* DATA SUPPLIED:
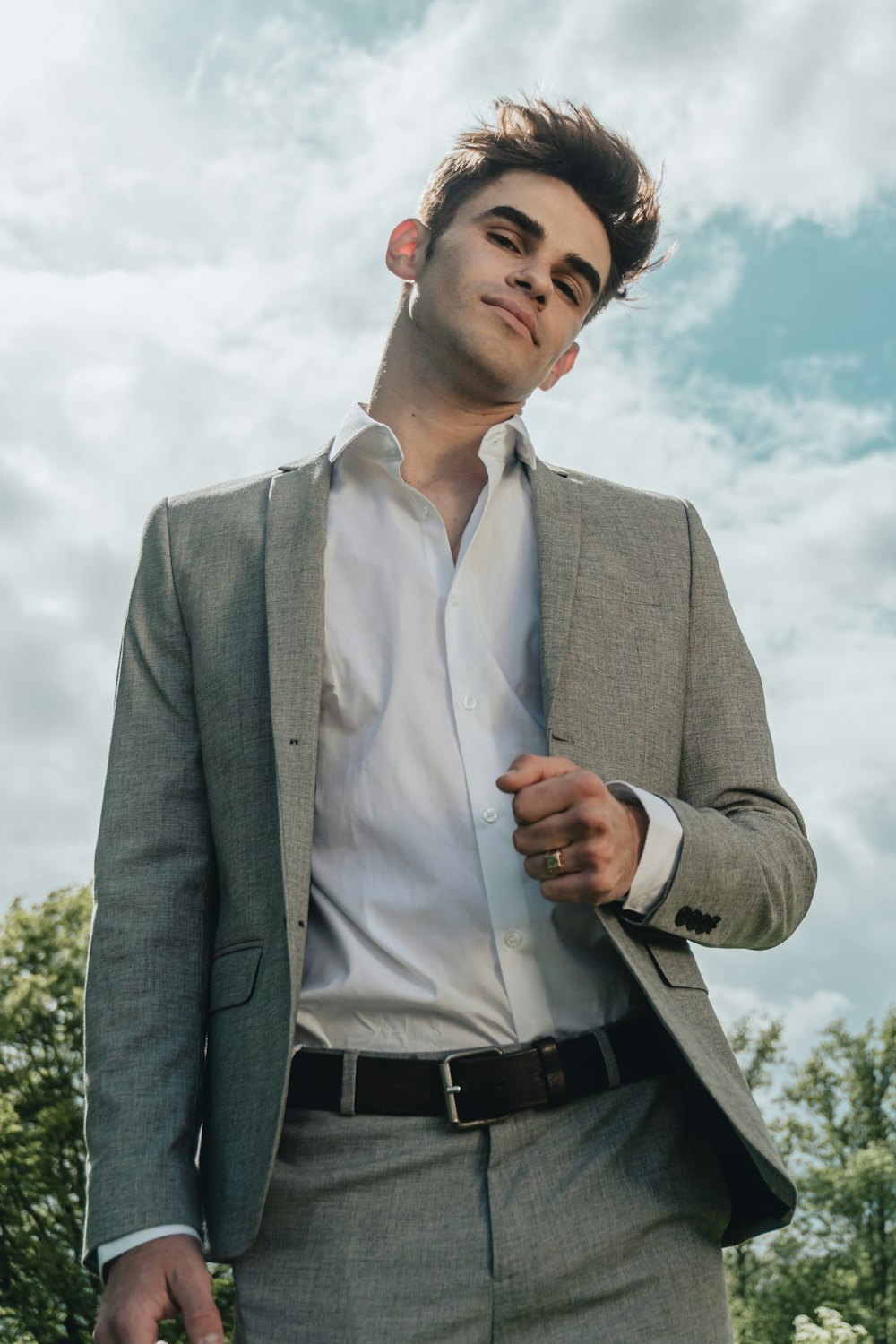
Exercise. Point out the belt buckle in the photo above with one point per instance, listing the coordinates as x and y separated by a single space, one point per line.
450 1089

---

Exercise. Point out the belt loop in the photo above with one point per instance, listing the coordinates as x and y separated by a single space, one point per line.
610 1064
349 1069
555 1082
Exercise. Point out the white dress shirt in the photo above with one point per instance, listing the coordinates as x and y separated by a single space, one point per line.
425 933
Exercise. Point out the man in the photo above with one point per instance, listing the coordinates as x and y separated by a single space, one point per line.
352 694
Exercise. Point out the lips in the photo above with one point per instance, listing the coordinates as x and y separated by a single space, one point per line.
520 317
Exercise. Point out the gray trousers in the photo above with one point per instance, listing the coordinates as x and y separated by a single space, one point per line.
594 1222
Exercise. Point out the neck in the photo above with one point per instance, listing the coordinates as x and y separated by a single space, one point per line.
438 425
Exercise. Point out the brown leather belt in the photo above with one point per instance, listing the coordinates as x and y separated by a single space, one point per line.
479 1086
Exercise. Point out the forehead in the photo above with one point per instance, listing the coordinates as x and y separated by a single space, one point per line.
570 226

---

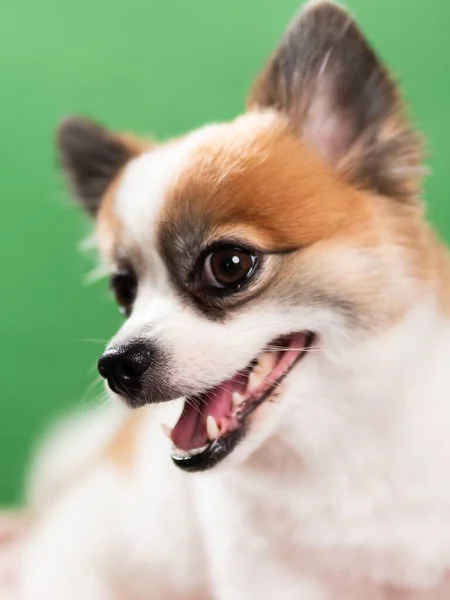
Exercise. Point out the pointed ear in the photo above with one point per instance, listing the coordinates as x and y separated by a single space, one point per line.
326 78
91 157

* TASK STATEMENT: Count the rows above that contain the string "line", where case must match. Reply with only the number.

* FINAL ANSWER: 10